■ What is required ■
Of all the lines below, output only those starting at the one with "Target: therapist's hand" and ending at the one with "Target: dark hair", both ends included, exactly as written.

■ Records provided ■
*** Block opens ***

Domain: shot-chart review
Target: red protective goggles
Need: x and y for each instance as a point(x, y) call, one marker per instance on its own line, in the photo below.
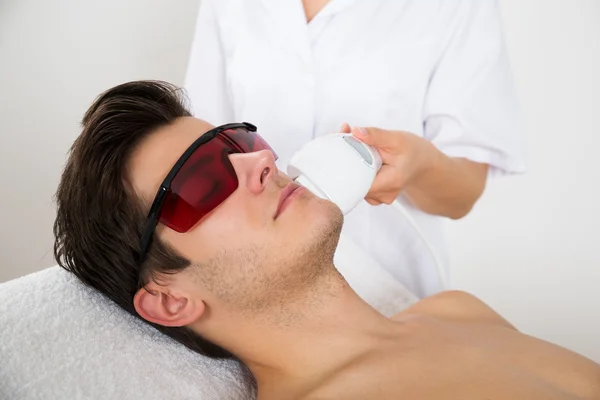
point(201, 179)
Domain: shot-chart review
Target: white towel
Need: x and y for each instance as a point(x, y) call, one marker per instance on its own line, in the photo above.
point(60, 339)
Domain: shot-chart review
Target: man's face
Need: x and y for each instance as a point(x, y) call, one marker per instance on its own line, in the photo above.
point(259, 244)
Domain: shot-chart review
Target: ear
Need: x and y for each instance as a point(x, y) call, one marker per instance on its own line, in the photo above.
point(163, 305)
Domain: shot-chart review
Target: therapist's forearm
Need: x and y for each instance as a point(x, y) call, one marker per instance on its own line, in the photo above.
point(450, 187)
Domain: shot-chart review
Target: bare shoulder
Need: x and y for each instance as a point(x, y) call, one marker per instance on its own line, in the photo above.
point(456, 306)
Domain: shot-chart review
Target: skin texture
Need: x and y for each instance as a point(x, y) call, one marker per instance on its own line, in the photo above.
point(266, 289)
point(433, 182)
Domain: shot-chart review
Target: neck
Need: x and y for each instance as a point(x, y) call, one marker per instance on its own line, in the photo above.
point(300, 342)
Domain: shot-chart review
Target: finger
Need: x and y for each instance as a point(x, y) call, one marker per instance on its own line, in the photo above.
point(387, 180)
point(372, 201)
point(380, 138)
point(345, 128)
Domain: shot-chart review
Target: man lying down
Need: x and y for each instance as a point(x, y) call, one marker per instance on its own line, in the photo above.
point(193, 229)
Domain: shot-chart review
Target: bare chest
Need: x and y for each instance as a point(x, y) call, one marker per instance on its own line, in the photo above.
point(460, 364)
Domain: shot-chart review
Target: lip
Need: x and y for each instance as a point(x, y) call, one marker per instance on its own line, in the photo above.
point(287, 191)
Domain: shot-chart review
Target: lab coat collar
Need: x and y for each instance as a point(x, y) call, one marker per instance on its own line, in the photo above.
point(290, 20)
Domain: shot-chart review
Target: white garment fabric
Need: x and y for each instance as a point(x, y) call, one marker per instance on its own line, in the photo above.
point(436, 68)
point(60, 339)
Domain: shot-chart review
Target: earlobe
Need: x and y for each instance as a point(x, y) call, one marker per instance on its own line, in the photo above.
point(162, 307)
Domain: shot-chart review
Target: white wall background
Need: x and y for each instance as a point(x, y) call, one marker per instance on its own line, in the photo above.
point(530, 248)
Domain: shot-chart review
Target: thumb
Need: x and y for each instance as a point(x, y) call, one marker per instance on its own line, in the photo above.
point(379, 138)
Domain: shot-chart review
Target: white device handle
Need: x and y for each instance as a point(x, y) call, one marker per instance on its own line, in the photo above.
point(340, 168)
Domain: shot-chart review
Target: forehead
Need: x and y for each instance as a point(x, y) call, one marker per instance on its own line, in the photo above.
point(156, 154)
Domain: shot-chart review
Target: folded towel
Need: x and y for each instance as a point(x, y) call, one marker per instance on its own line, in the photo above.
point(370, 280)
point(60, 339)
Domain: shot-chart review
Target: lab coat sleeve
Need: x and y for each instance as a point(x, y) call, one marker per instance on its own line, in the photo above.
point(471, 108)
point(205, 75)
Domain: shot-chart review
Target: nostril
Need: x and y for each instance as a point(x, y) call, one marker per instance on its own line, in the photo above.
point(265, 172)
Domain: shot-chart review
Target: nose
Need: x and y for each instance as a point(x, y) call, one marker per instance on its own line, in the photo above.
point(255, 169)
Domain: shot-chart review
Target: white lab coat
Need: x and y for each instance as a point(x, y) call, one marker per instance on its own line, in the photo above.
point(436, 68)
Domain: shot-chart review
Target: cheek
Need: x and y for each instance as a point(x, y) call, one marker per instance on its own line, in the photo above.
point(227, 228)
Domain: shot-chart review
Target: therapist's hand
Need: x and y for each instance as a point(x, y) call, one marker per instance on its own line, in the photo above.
point(432, 181)
point(405, 158)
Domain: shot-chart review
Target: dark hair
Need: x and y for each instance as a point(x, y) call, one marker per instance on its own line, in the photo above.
point(99, 217)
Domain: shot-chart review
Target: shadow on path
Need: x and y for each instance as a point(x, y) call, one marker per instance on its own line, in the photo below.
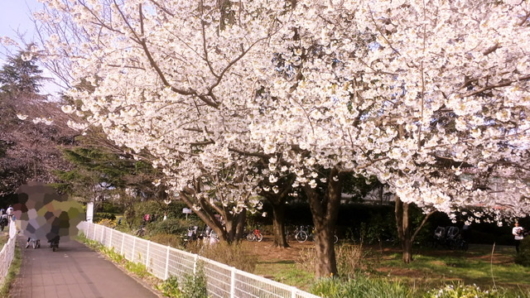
point(74, 271)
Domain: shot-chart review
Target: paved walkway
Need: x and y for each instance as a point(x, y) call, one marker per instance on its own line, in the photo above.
point(74, 271)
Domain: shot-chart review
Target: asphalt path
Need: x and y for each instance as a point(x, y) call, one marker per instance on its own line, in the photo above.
point(73, 271)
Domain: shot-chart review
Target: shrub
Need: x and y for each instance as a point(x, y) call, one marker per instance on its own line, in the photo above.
point(361, 287)
point(107, 223)
point(194, 286)
point(99, 216)
point(170, 288)
point(523, 257)
point(462, 291)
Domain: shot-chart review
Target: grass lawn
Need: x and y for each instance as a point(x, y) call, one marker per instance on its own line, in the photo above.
point(432, 268)
point(483, 265)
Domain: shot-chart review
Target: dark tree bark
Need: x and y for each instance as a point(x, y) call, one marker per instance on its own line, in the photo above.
point(325, 212)
point(278, 226)
point(278, 210)
point(405, 230)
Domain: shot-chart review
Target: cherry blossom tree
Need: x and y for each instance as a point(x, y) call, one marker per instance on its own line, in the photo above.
point(412, 92)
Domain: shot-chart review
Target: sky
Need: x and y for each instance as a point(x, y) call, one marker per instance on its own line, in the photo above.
point(15, 16)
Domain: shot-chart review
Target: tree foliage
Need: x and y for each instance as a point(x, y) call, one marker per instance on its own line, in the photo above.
point(416, 93)
point(29, 150)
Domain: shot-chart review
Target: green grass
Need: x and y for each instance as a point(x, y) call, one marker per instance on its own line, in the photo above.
point(14, 269)
point(432, 268)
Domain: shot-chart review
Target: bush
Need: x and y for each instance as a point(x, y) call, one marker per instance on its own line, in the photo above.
point(167, 239)
point(462, 291)
point(195, 286)
point(169, 226)
point(170, 288)
point(99, 216)
point(107, 223)
point(361, 287)
point(234, 255)
point(523, 257)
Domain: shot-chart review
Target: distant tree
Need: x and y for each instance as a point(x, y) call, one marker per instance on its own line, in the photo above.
point(21, 74)
point(32, 129)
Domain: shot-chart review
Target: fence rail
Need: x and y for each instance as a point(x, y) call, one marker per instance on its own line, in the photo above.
point(164, 261)
point(8, 252)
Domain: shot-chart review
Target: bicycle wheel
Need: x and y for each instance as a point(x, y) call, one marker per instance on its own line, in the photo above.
point(250, 236)
point(301, 236)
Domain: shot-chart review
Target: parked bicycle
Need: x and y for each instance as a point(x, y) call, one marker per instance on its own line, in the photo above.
point(140, 232)
point(450, 238)
point(255, 235)
point(304, 233)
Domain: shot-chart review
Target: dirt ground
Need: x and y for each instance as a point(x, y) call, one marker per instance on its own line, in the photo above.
point(266, 252)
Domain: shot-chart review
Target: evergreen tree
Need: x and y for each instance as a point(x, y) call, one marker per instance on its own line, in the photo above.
point(21, 74)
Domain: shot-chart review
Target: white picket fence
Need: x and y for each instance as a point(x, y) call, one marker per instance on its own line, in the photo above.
point(8, 253)
point(163, 261)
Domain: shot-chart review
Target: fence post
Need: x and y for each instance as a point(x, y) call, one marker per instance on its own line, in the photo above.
point(147, 255)
point(122, 242)
point(293, 293)
point(134, 248)
point(233, 282)
point(167, 264)
point(195, 259)
point(110, 238)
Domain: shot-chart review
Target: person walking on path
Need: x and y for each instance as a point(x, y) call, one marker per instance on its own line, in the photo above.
point(518, 233)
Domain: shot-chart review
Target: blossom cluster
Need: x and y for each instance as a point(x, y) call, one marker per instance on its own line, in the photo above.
point(411, 92)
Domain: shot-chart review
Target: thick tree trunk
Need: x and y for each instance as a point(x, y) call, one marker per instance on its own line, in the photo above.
point(403, 228)
point(278, 226)
point(325, 212)
point(406, 236)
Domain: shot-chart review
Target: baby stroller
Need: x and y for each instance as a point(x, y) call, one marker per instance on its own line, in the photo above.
point(3, 221)
point(54, 243)
point(35, 243)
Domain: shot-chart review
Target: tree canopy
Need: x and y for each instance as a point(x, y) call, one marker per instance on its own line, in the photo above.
point(415, 93)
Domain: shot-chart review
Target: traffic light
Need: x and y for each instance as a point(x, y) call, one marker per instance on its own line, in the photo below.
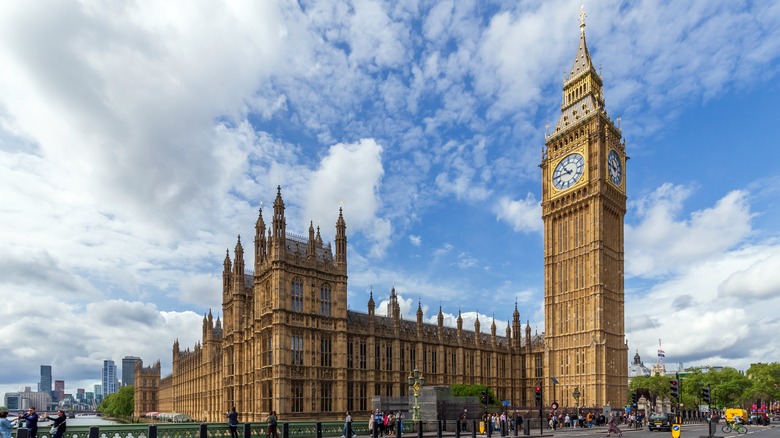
point(675, 389)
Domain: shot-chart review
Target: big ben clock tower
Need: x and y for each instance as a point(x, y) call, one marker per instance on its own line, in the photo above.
point(583, 206)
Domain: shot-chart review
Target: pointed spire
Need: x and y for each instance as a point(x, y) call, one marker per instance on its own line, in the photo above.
point(582, 62)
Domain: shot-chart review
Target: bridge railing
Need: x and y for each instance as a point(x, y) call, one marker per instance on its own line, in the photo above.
point(296, 429)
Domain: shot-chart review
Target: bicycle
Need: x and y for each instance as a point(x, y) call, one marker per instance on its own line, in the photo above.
point(738, 428)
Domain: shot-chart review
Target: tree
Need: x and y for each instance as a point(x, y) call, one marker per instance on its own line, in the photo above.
point(472, 391)
point(119, 403)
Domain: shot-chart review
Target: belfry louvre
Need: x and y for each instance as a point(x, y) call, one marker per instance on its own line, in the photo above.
point(287, 341)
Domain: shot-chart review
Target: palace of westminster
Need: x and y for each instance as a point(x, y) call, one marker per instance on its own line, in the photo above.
point(287, 341)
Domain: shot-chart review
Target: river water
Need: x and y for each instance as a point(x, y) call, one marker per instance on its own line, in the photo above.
point(88, 420)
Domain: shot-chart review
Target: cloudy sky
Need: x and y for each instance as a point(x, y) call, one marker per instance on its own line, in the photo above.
point(138, 139)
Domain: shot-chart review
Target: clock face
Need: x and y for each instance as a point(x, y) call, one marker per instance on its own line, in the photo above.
point(615, 168)
point(568, 171)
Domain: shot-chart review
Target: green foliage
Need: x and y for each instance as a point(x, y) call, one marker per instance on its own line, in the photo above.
point(728, 387)
point(119, 403)
point(472, 391)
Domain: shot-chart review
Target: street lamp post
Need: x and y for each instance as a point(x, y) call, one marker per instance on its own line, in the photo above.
point(576, 395)
point(415, 381)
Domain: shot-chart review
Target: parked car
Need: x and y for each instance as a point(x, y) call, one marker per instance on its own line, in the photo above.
point(660, 422)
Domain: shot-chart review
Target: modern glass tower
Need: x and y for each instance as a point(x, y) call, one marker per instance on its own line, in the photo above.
point(109, 377)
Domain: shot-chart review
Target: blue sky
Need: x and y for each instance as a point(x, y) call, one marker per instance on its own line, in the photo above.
point(137, 140)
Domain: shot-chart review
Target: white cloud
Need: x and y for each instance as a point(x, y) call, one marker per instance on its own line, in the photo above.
point(525, 215)
point(661, 242)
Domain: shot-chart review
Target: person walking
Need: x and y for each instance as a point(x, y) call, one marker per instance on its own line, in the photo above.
point(58, 426)
point(6, 425)
point(348, 426)
point(271, 431)
point(31, 422)
point(612, 426)
point(233, 422)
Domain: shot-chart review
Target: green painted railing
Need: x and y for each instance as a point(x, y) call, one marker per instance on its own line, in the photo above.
point(296, 429)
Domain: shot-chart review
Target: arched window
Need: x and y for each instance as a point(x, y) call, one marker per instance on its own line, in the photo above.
point(325, 300)
point(296, 294)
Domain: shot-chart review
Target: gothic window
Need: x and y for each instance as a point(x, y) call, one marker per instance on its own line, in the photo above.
point(362, 397)
point(389, 357)
point(539, 361)
point(326, 397)
point(325, 300)
point(350, 396)
point(363, 354)
point(267, 346)
point(350, 353)
point(325, 351)
point(297, 349)
point(296, 396)
point(296, 294)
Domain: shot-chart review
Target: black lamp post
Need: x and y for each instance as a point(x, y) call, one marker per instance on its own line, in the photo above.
point(415, 381)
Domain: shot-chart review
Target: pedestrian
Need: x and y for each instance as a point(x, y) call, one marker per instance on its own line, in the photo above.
point(58, 426)
point(6, 425)
point(379, 422)
point(232, 417)
point(271, 420)
point(31, 422)
point(348, 426)
point(612, 426)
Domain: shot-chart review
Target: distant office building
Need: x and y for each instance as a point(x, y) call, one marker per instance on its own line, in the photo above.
point(109, 377)
point(22, 400)
point(45, 384)
point(59, 391)
point(128, 368)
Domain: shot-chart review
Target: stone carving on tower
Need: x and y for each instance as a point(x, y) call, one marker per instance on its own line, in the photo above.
point(583, 207)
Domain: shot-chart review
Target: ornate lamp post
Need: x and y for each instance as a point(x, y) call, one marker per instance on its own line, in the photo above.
point(576, 395)
point(415, 381)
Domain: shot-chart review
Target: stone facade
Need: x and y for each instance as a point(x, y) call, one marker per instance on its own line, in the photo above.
point(583, 206)
point(288, 343)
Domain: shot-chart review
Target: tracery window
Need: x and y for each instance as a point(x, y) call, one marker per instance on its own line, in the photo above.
point(325, 300)
point(296, 349)
point(296, 295)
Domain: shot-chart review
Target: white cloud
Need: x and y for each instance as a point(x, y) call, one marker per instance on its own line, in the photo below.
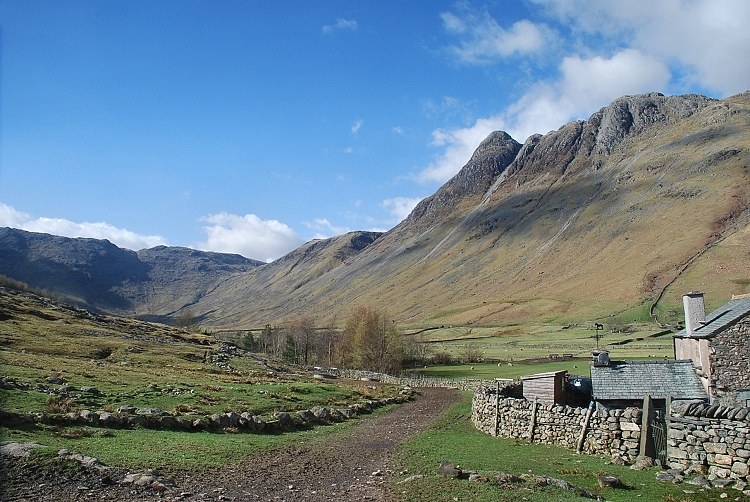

*** Block closes ***

■ Solution for this task ■
Target: therapist's hand
Need: x and y for each instance as a point(x, y) call, one marker per instance on its own line, in the photo above.
point(432, 181)
point(405, 158)
Domain: shot-chart review
Target: dark hair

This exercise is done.